== Data to process ==
┄┄┄┄┄┄┄┄┄┄┄┄┄┄┄┄┄┄┄┄
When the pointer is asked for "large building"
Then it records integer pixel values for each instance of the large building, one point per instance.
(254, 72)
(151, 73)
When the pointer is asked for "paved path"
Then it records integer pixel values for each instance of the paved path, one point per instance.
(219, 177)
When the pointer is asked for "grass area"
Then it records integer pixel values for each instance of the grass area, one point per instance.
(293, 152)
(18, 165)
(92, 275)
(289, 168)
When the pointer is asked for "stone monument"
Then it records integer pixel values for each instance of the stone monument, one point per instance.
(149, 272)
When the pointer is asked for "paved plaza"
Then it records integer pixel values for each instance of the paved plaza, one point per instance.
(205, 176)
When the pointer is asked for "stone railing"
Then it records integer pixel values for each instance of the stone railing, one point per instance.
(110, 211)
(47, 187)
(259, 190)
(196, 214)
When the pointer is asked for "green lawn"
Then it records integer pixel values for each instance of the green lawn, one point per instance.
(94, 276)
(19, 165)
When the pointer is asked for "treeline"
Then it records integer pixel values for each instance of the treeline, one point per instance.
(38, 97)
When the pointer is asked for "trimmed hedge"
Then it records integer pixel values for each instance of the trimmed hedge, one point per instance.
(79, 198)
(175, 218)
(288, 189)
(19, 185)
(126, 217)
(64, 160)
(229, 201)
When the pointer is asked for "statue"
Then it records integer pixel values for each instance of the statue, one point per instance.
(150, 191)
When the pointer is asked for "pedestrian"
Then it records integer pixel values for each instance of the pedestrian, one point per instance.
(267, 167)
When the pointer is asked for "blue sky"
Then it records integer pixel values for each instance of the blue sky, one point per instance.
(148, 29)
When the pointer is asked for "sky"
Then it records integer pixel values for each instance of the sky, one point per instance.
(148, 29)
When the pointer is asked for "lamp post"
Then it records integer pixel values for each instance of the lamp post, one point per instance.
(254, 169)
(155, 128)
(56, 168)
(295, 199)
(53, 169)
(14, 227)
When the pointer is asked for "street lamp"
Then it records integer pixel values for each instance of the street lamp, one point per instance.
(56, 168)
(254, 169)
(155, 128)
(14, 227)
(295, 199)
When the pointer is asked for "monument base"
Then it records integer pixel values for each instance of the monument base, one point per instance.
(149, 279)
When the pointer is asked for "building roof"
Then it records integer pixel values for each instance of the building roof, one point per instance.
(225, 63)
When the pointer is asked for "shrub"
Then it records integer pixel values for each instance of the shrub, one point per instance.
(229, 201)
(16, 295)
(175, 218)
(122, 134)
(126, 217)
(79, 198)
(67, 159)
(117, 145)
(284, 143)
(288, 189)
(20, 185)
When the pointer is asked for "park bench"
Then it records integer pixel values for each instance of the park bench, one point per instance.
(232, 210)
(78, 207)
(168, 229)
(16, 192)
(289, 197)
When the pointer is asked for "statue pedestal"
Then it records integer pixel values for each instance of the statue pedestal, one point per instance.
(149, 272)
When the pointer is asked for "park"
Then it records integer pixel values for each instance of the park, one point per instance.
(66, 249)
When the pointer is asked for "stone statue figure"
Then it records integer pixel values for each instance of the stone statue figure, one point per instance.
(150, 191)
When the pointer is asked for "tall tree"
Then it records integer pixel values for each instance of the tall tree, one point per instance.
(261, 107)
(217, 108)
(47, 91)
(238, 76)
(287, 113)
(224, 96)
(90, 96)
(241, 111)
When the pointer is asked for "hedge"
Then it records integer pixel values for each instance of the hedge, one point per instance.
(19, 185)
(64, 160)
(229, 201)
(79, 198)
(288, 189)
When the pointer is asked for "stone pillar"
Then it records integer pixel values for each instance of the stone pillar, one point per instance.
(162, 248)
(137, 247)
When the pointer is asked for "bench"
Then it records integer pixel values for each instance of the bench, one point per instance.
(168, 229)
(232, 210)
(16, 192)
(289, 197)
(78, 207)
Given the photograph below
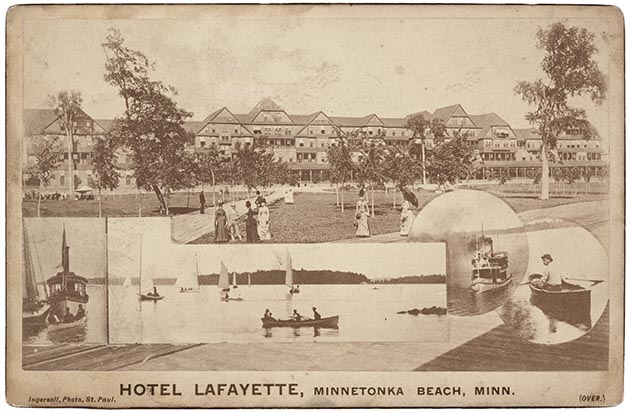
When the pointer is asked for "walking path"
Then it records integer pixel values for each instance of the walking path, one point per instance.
(186, 228)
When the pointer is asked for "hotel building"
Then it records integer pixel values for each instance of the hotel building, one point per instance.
(301, 140)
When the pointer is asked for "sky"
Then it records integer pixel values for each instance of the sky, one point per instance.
(345, 67)
(162, 258)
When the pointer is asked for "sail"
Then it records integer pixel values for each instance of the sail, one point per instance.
(30, 293)
(189, 280)
(224, 277)
(289, 271)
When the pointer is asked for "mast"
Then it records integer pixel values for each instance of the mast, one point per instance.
(289, 271)
(140, 269)
(30, 283)
(196, 284)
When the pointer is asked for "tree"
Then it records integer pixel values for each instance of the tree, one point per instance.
(46, 161)
(452, 160)
(210, 162)
(152, 124)
(67, 107)
(339, 156)
(104, 167)
(401, 167)
(570, 71)
(421, 129)
(371, 165)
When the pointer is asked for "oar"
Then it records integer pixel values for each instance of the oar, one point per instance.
(595, 282)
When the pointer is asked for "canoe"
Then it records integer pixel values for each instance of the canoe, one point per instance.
(571, 304)
(65, 326)
(328, 322)
(146, 297)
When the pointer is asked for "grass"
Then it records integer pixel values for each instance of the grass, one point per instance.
(117, 205)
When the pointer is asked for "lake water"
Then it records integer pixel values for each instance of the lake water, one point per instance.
(578, 256)
(93, 331)
(365, 314)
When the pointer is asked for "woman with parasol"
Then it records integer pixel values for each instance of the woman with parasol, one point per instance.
(410, 202)
(361, 216)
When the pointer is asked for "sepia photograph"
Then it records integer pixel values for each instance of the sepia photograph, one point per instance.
(64, 298)
(167, 293)
(330, 198)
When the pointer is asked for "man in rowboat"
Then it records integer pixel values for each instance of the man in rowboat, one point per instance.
(551, 280)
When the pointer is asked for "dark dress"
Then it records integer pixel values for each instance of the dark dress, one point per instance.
(251, 226)
(220, 230)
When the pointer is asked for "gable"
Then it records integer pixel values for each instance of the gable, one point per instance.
(272, 117)
(459, 111)
(322, 119)
(374, 121)
(224, 116)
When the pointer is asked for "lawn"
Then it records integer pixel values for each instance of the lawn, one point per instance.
(118, 205)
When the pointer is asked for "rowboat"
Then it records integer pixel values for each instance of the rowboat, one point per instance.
(571, 304)
(328, 322)
(489, 268)
(147, 297)
(66, 326)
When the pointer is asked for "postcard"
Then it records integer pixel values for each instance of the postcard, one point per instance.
(315, 206)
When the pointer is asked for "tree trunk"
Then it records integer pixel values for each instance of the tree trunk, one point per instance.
(160, 197)
(342, 185)
(214, 195)
(139, 204)
(544, 179)
(372, 200)
(100, 202)
(39, 199)
(70, 162)
(424, 170)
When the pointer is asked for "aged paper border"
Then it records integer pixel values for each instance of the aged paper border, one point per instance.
(527, 385)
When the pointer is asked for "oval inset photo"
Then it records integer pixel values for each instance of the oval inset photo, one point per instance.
(566, 288)
(486, 248)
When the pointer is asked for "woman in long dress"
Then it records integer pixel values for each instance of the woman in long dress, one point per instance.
(362, 213)
(406, 218)
(263, 222)
(251, 225)
(220, 224)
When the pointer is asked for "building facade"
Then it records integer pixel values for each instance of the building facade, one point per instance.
(302, 140)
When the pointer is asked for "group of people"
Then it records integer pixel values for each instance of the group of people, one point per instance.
(226, 226)
(362, 215)
(67, 317)
(295, 316)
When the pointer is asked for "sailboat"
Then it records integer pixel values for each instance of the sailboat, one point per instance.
(34, 308)
(151, 295)
(288, 280)
(224, 285)
(190, 283)
(67, 292)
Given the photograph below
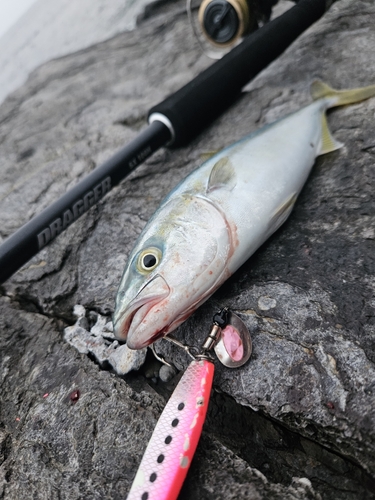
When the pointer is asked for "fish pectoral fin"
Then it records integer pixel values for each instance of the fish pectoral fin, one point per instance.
(282, 213)
(328, 143)
(320, 90)
(222, 175)
(207, 155)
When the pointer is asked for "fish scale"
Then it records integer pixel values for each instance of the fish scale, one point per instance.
(217, 217)
(172, 446)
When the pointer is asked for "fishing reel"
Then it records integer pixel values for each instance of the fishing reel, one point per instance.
(219, 25)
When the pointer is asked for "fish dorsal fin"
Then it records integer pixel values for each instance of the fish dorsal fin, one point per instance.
(328, 143)
(282, 213)
(222, 175)
(320, 90)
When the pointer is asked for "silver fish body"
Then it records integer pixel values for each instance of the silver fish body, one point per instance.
(216, 218)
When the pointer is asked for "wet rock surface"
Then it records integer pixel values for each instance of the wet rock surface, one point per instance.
(298, 420)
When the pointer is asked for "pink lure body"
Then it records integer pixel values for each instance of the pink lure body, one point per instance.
(173, 443)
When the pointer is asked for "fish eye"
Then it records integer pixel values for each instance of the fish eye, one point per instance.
(148, 259)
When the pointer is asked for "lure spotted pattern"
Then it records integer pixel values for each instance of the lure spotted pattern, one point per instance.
(173, 443)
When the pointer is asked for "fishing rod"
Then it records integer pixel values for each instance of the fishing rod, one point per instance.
(173, 122)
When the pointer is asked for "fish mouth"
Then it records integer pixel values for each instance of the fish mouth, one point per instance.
(131, 318)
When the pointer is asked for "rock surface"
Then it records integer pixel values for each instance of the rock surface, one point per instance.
(304, 406)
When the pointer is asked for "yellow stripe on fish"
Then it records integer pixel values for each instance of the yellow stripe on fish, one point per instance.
(216, 218)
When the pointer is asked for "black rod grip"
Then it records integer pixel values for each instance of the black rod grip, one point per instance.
(44, 227)
(196, 104)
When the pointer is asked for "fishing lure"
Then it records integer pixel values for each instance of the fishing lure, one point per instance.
(173, 443)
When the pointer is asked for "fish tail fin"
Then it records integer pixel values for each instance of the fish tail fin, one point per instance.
(320, 90)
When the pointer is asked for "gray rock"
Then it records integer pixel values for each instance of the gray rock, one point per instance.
(100, 344)
(304, 405)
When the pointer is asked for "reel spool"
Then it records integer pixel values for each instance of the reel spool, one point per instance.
(219, 25)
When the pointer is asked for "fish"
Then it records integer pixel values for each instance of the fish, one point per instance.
(219, 215)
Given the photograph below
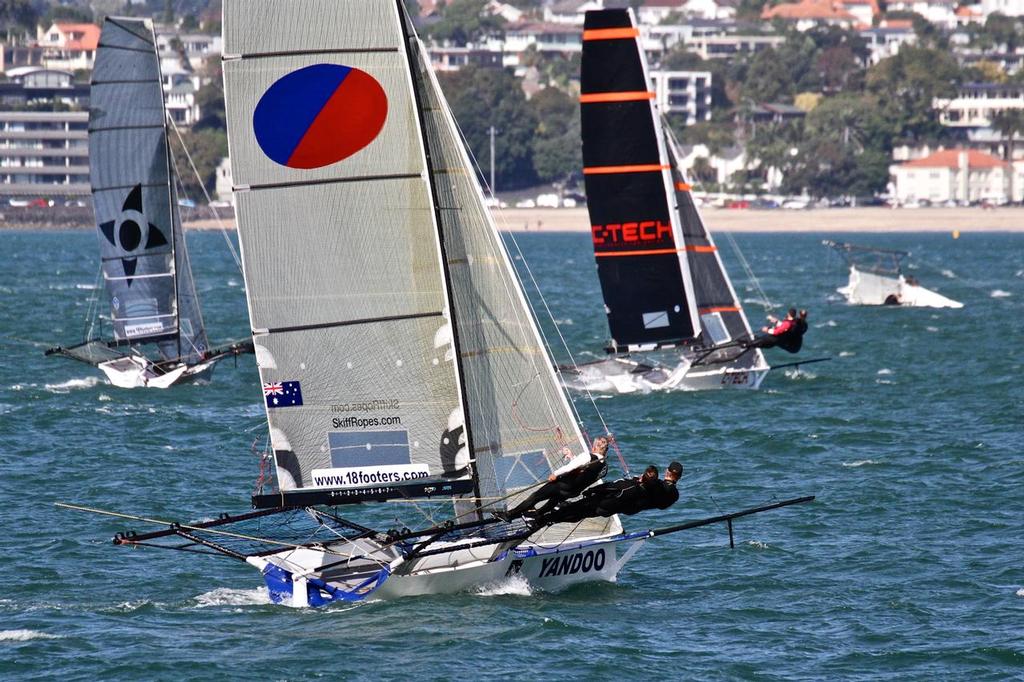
┄┄┄┄┄┄┄┄┄┄┄┄┄┄┄┄┄┄┄┄
== What you need to do ==
Pull out each line of the data above that contains the string "woman", copying every such line in full. Case counts.

== Full solution ==
When the pointer is asked for "woman with parasol"
Then it records integer pixel values for each instance of the woman with parasol, one point per instance.
When the pointer is asked for "woman in long dress"
Then it records integer pixel values for each instance of the woman in long dress, one point per instance.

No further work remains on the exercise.